WHAT YOU WILL DO: Reproduce each of the following lines verbatim, without altering anything.
[begin DATASET EXTRACT]
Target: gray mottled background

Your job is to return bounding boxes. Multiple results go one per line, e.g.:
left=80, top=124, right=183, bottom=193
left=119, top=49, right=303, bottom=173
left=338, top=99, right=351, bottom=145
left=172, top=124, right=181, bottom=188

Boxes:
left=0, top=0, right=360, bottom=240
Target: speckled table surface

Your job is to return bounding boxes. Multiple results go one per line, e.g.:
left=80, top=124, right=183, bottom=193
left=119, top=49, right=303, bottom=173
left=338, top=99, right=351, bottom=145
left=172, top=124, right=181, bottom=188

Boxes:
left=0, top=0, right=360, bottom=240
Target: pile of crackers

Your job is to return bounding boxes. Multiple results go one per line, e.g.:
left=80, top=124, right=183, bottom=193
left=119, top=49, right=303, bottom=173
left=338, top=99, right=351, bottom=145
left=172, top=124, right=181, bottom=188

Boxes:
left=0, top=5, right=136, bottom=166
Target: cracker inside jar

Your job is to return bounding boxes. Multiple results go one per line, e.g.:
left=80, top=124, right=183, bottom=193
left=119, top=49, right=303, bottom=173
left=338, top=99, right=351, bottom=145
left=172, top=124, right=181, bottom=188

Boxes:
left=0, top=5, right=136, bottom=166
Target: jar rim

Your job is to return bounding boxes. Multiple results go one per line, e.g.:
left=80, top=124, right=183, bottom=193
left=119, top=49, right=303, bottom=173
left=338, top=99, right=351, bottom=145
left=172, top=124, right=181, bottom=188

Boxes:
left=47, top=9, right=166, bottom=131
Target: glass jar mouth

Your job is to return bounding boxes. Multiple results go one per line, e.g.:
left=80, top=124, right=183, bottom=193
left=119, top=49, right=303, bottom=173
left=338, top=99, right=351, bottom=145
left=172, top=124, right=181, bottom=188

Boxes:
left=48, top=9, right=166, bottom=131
[end DATASET EXTRACT]
THE RESPONSE:
Target: gray mottled background

Your job is to return bounding boxes. Multiple results go one per line, e.g.:
left=80, top=124, right=183, bottom=193
left=119, top=49, right=303, bottom=173
left=338, top=99, right=351, bottom=145
left=172, top=124, right=181, bottom=188

Boxes:
left=0, top=0, right=360, bottom=240
Target: speckled table surface

Your job is to return bounding boxes. Multiple results go one per line, e.g.:
left=80, top=124, right=183, bottom=193
left=119, top=49, right=303, bottom=173
left=338, top=99, right=351, bottom=145
left=172, top=124, right=181, bottom=188

Boxes:
left=0, top=0, right=360, bottom=240
Target: pile of crackers

Your job is to return bounding boxes. Multiple results go one per line, e.g.:
left=80, top=124, right=183, bottom=193
left=119, top=49, right=303, bottom=173
left=338, top=99, right=351, bottom=145
left=172, top=124, right=181, bottom=188

Boxes:
left=0, top=5, right=136, bottom=166
Target: cracker inside jar

Your job is to return bounding boxes. Multiple results go one per line, e.g.:
left=80, top=124, right=183, bottom=193
left=119, top=49, right=303, bottom=173
left=338, top=99, right=351, bottom=145
left=172, top=124, right=181, bottom=188

Boxes:
left=0, top=5, right=136, bottom=166
Target: jar rim

Your job is to return bounding boxes. Multiple results go one per line, e.g.:
left=80, top=124, right=183, bottom=193
left=119, top=49, right=303, bottom=173
left=338, top=99, right=351, bottom=145
left=172, top=124, right=181, bottom=188

Boxes:
left=47, top=9, right=166, bottom=131
Target: glass jar mouth

Your job is to return bounding boxes. Multiple results go one per line, e.g.:
left=80, top=124, right=183, bottom=193
left=119, top=49, right=303, bottom=173
left=338, top=99, right=351, bottom=145
left=172, top=124, right=181, bottom=188

Boxes:
left=48, top=9, right=166, bottom=131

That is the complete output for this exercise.